• PAGE EXTRACT:

—————

7/1/1941. There’s an alternate history novel circulating in which an Eastern campaign, begun on 6/22/1941, ultimately failed. Accordingly we considered it better luck to wait three extra days to launch Operation Red Beard; we invaded Persia the day before with 4 GER MTNs and about 10 SYR, IRQ, ITA, and PAK divs the day before; a quick seizure of Baku won’t hurt our cause.

After six days, all of our initial attacks have been successful although overall we and our allies took as many or more casualties as the Bolsheviks. We are not able to employ much of the Luftwaffe. We hope for a number of small encirclements of 6-20 divs each, but with only 8 fast divs (4 ARM-3, 1 MEC, 3 CAV) this will depend on how promptly the enemy withdraws from salients. A combined FIN-SWE force is advancing on Viipuri, while 4 corps of 3 MAR each will begin landing there and along the Southern shore of the Gulf of Finland this morning. 5 INF and a HQ will land behind these, which we hope will enable us to seize Leningrad quickly. Further North the Finns are losing ground, but we’ll fix that soon enough.

We’ve taken Newfoundland; the Churchill government has retreated to Hong Kong, but we can follow them even there.

In Congo, ITA forces are in danger of being outflanked by SAF forces to the South and FRA to the North, although the latter have no IC and cannot replace losses. Once we have control of an ENG port in West Africa, we’ll send a MAR expedition to resolve the matter.


She Sails Just Fine, but She’s Leaking a Bit.

7/28/1941. In the past two days ENG, HOL, and PER all surrendered, solving our raw materials needs for at least two years, with spare for HUN and ITA.

On the Eastern Front, the operations from Leningrad down to Kiev have been quite successful, with the front running from Luga to Toropets and down the Dneiper to Cherkassy, with further advances in progress along most of that range. Finland has been a see-saw, while Ukraine S. of Kiev has been has been a slog; we have been held up for several days at Krivoy Rog. We are also holding Baku and trying to advance further into the Caucasus. It looks like we may take Ashkabad (5 IC) undefended.

—————

• INFORMATION SUPPLIED:

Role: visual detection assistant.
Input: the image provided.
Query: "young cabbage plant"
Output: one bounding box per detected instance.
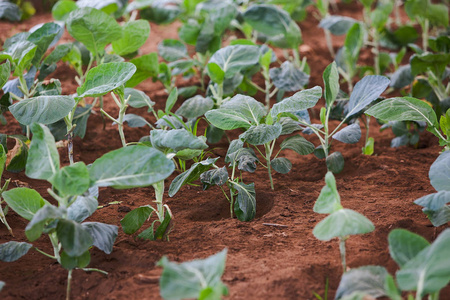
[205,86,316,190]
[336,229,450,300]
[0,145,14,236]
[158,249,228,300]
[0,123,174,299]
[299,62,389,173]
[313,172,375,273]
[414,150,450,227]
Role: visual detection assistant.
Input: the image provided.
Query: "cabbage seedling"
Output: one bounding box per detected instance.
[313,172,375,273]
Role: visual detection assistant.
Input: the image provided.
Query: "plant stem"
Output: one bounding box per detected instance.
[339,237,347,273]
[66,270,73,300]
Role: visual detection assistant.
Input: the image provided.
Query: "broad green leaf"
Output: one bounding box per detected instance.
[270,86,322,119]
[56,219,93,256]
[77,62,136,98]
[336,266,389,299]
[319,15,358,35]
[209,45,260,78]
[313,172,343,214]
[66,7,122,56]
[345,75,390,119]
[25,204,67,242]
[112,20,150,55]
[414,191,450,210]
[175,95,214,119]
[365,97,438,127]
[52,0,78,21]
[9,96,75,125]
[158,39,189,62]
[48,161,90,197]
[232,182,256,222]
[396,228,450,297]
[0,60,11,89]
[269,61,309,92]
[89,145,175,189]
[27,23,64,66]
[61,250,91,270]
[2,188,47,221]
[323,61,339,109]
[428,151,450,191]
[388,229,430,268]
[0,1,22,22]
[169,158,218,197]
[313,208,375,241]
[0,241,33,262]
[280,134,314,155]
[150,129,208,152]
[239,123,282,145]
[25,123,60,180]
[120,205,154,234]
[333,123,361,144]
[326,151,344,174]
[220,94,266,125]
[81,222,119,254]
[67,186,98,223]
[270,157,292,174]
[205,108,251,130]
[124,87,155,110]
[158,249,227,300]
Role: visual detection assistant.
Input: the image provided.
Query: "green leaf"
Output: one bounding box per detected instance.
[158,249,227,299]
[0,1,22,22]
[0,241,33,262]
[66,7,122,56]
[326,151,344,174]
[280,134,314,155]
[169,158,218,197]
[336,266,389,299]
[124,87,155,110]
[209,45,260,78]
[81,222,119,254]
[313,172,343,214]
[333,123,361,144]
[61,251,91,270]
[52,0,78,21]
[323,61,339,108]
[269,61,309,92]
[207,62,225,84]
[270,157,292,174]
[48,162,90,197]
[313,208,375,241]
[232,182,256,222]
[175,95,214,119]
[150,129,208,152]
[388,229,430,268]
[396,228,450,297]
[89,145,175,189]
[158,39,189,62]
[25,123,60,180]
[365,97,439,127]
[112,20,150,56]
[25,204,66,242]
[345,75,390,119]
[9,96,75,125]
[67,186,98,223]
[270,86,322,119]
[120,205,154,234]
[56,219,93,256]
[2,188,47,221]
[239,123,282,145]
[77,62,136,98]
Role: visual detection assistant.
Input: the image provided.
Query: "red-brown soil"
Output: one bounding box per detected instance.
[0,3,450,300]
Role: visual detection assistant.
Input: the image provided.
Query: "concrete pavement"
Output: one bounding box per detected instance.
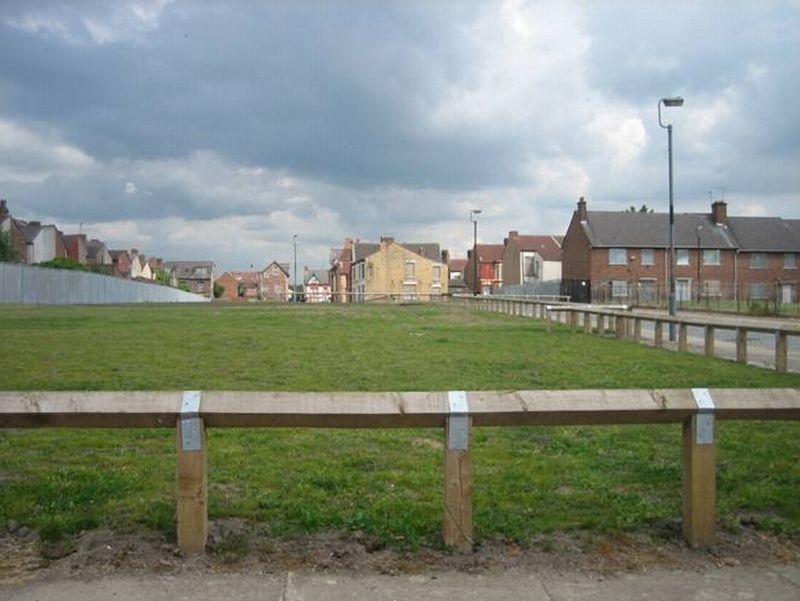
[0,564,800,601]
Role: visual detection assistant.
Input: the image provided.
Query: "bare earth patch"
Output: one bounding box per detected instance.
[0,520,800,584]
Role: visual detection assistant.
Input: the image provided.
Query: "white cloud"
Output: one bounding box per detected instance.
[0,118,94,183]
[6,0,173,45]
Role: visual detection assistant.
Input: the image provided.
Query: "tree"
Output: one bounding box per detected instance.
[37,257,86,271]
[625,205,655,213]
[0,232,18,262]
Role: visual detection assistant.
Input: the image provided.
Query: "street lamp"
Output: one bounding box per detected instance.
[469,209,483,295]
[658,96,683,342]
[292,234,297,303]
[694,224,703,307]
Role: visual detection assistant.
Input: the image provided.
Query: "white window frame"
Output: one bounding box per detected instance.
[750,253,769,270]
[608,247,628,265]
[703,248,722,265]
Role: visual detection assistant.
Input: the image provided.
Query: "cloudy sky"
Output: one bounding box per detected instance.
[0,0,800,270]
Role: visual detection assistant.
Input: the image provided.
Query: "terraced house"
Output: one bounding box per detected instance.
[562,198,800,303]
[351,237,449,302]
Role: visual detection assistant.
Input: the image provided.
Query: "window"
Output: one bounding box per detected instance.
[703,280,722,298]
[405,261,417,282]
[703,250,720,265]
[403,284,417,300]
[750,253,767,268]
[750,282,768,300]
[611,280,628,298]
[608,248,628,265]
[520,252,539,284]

—————

• WORK REQUIRED:
Reproduce the campaign log above in full, with every word, number, and line break unchanged.

• FINAL RESULT:
7/1/1941. There’s an alternate history novel circulating in which an Eastern campaign, begun on 6/22/1941, ultimately failed. Accordingly we considered it better luck to wait three extra days to launch Operation Red Beard; we invaded Persia the day before with 4 GER MTNs and about 10 SYR, IRQ, ITA, and PAK divs the day before; a quick seizure of Baku won’t hurt our cause.

After six days, all of our initial attacks have been successful although overall we and our allies took as many or more casualties as the Bolsheviks. We are not able to employ much of the Luftwaffe. We hope for a number of small encirclements of 6-20 divs each, but with only 8 fast divs (4 ARM-3, 1 MEC, 3 CAV) this will depend on how promptly the enemy withdraws from salients. A combined FIN-SWE force is advancing on Viipuri, while 4 corps of 3 MAR each will begin landing there and along the Southern shore of the Gulf of Finland this morning. 5 INF and a HQ will land behind these, which we hope will enable us to seize Leningrad quickly. Further North the Finns are losing ground, but we’ll fix that soon enough.

We’ve taken Newfoundland; the Churchill government has retreated to Hong Kong, but we can follow them even there.

In Congo, ITA forces are in danger of being outflanked by SAF forces to the South and FRA to the North, although the latter have no IC and cannot replace losses. Once we have control of an ENG port in West Africa, we’ll send a MAR expedition to resolve the matter.


She Sails Just Fine, but She’s Leaking a Bit.

7/28/1941. In the past two days ENG, HOL, and PER all surrendered, solving our raw materials needs for at least two years, with spare for HUN and ITA.

On the Eastern Front, the operations from Leningrad down to Kiev have been quite successful, with the front running from Luga to Toropets and down the Dneiper to Cherkassy, with further advances in progress along most of that range. Finland has been a see-saw, while Ukraine S. of Kiev has been has been a slog; we have been held up for several days at Krivoy Rog. We are also holding Baku and trying to advance further into the Caucasus. It looks like we may take Ashkabad (5 IC) undefended.